Your goal
Take the line that contains "Objective - one point per instance of the white dress" and all lines after it, up to and including the last line of the data, and write them out exactly; nothing else belongs in the answer.

Stored data entries
++++++++++++++++++++

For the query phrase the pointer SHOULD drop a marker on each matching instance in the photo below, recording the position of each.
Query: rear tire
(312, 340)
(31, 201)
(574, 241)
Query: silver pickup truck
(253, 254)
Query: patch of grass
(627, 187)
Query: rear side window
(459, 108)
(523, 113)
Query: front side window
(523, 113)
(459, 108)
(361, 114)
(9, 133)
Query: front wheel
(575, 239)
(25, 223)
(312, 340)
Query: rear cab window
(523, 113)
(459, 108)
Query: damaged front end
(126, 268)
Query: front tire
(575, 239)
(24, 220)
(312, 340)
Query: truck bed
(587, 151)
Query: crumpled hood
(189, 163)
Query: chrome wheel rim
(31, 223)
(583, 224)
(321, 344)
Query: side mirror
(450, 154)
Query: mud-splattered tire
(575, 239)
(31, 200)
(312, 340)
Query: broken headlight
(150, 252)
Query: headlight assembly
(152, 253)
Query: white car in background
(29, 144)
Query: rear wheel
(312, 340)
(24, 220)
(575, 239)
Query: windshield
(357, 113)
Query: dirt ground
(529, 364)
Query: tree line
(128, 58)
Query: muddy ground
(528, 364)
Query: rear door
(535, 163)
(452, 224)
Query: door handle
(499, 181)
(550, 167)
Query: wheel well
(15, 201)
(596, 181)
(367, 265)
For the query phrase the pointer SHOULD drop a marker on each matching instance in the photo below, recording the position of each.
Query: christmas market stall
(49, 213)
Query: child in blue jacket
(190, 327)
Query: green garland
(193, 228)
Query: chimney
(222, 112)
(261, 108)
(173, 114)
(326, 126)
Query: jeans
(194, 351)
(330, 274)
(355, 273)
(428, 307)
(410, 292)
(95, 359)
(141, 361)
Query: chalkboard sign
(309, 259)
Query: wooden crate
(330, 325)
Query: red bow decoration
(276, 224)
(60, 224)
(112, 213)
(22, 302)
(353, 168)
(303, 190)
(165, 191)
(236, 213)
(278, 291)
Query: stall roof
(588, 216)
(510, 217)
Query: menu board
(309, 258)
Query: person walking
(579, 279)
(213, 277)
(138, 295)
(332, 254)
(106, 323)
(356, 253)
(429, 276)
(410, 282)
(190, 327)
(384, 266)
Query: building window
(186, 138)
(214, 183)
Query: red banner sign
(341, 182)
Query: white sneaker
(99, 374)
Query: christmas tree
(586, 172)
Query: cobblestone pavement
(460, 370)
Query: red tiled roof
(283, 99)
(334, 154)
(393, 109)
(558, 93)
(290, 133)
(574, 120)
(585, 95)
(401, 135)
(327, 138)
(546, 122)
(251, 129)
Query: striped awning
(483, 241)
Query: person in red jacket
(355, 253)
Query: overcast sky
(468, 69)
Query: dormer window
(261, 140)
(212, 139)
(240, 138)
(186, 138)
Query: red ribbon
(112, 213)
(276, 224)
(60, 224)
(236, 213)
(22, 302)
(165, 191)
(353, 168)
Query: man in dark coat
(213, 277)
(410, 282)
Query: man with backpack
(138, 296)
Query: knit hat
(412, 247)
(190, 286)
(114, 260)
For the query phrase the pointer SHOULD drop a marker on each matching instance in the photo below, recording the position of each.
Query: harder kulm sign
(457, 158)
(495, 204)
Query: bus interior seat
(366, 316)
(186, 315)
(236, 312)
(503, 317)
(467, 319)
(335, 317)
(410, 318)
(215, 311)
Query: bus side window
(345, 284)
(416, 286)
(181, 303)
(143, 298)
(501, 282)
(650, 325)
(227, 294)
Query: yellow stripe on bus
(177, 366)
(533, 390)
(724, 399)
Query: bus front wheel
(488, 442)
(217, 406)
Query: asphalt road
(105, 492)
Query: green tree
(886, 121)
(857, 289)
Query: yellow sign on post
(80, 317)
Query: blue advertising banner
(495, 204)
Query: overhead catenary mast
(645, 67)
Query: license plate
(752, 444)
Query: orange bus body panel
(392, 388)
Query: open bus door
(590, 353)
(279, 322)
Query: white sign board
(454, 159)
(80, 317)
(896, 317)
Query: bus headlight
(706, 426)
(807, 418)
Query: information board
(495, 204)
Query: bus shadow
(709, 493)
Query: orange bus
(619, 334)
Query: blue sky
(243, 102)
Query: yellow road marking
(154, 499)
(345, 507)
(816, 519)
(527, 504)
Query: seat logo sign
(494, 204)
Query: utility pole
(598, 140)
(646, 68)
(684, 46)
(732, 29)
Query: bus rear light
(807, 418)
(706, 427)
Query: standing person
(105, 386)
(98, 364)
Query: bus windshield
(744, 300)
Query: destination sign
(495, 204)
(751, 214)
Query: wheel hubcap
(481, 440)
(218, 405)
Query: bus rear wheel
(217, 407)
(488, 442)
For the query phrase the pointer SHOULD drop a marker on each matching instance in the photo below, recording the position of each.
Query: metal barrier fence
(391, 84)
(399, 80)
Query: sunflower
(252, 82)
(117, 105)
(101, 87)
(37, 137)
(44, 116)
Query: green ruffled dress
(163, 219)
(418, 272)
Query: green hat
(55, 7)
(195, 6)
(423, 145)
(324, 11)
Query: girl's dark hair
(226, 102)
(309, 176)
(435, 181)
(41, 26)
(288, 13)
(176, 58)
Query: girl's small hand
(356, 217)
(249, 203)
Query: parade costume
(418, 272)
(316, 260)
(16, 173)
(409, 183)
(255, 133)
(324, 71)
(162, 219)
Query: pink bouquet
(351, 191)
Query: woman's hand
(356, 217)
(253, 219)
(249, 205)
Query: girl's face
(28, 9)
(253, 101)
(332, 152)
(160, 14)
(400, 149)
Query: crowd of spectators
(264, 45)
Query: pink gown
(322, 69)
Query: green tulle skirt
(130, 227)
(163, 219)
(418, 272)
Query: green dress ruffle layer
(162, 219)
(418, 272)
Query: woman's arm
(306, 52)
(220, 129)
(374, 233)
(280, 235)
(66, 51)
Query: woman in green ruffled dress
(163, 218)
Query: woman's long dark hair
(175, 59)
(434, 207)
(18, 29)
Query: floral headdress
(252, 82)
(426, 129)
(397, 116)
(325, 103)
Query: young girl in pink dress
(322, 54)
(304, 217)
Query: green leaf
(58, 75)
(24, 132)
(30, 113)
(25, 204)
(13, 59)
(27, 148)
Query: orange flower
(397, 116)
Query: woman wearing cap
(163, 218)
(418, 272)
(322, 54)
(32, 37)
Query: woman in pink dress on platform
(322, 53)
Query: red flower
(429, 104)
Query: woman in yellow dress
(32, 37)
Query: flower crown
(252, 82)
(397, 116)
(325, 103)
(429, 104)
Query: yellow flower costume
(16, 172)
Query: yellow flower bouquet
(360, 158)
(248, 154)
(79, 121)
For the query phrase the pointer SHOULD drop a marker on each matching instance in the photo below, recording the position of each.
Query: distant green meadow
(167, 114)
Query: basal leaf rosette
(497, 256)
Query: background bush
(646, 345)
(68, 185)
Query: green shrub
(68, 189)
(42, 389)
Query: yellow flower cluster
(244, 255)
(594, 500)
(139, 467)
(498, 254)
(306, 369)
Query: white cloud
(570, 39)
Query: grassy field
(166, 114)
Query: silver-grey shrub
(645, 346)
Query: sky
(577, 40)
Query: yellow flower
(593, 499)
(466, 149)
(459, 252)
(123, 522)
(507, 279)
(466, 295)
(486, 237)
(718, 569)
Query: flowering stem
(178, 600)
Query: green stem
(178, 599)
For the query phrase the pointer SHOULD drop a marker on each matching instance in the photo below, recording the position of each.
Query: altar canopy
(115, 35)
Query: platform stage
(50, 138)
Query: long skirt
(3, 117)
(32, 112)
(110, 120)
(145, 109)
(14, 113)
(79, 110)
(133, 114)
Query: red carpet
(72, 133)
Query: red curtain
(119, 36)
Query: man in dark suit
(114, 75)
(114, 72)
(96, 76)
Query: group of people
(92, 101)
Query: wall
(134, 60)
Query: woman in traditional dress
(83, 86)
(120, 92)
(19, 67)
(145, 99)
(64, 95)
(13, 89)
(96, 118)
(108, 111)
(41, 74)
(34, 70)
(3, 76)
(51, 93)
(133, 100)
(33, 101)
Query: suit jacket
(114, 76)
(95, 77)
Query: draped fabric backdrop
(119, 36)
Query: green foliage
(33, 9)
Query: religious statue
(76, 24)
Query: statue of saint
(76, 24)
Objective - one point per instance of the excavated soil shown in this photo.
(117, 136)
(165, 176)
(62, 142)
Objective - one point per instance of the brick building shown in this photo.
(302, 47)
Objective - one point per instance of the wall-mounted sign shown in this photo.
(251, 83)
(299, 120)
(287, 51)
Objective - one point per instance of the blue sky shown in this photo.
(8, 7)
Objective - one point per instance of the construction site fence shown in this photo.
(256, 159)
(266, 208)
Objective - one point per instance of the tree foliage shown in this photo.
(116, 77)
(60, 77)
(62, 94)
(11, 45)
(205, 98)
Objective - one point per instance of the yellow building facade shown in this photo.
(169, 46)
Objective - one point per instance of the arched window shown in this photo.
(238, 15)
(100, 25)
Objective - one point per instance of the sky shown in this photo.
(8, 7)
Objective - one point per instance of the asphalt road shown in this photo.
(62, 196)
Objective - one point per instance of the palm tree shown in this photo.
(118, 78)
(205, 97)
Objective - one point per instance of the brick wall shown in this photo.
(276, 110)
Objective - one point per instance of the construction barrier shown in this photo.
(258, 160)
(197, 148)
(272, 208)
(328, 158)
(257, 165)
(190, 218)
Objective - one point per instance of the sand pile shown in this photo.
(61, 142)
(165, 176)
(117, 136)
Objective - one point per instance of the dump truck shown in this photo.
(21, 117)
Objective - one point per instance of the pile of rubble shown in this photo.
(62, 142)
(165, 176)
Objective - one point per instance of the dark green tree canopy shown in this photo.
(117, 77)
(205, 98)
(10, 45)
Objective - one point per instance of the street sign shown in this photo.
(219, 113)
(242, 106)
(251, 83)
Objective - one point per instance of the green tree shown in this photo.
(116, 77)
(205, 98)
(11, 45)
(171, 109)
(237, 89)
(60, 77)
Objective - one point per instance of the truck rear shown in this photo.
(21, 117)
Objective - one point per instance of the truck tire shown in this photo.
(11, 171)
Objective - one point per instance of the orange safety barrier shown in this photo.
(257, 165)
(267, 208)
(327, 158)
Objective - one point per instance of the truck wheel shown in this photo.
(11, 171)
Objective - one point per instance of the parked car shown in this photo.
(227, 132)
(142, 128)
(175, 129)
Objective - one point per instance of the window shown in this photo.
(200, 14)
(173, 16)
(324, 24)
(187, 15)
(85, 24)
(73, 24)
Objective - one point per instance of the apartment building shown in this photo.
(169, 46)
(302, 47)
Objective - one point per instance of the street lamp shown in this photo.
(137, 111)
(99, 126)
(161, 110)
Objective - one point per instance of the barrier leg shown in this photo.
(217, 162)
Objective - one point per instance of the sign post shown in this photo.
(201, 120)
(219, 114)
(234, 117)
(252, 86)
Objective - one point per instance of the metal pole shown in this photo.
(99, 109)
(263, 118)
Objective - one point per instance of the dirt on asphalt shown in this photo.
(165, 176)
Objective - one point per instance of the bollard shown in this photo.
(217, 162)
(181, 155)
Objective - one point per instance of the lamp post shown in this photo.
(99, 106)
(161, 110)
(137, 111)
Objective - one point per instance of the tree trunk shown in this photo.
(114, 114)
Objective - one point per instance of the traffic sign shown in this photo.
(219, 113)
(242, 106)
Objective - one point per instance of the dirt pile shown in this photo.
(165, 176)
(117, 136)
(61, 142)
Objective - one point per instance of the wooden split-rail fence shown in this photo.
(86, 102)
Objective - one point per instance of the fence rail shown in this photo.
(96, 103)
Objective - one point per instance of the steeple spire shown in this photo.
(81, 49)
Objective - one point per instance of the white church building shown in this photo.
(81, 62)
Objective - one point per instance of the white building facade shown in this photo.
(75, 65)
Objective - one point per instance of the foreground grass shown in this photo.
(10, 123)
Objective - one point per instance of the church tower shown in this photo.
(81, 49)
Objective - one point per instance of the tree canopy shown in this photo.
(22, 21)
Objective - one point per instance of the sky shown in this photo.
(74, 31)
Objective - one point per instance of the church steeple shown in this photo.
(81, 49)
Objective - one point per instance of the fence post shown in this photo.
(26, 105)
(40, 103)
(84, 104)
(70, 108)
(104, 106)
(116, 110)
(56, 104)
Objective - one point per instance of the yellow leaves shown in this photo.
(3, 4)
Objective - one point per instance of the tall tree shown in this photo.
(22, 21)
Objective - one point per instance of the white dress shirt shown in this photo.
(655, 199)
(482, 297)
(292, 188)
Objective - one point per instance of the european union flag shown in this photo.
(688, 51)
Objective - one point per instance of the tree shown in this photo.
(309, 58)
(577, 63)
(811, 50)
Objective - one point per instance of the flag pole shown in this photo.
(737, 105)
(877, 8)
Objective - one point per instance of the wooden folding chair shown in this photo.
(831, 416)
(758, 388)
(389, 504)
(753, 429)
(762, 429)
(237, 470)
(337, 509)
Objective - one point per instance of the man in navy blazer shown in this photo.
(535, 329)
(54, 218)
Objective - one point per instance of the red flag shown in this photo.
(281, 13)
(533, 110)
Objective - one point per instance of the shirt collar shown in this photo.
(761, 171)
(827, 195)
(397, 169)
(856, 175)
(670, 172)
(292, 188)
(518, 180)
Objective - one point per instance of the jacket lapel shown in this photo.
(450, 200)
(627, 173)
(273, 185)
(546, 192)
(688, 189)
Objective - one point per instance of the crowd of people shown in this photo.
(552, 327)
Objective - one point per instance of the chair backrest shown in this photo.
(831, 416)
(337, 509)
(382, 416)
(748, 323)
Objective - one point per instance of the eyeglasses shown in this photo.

++++++++++++++++++++

Result below
Objective - one point per instance of the white dress shirt shown in this photo.
(655, 199)
(482, 297)
(292, 188)
Objective - one point per instance of the european union flag shown in this photo.
(688, 51)
Objective - one point per instance of the tree shown in this photo.
(309, 58)
(577, 63)
(811, 50)
Objective - one point per instance of the flag pole shown in this photo.
(737, 105)
(877, 8)
Objective - one point per instance of the wooden folding chair shown in this photo.
(831, 416)
(758, 388)
(389, 504)
(753, 429)
(762, 429)
(237, 470)
(337, 509)
Objective - one point per instance of the man in navy blazer shown in this photo.
(535, 329)
(54, 218)
Objective - one point per instance of the red flag shown in this photo.
(281, 13)
(533, 110)
Objective - one point per instance of the shirt collar shown in this photo.
(761, 171)
(827, 195)
(397, 169)
(856, 175)
(670, 172)
(292, 188)
(518, 180)
Objective - one point per instance of the jacket lapel shown in this photo.
(450, 200)
(627, 173)
(273, 185)
(546, 192)
(688, 189)
Objective - one point per instance of the crowd of people shown in this photo.
(552, 327)
Objective - one point per instance of the chair backrest shown in this photo.
(831, 416)
(337, 509)
(382, 416)
(748, 323)
Objective - one point per instance of the eyeglasses shown in this photo.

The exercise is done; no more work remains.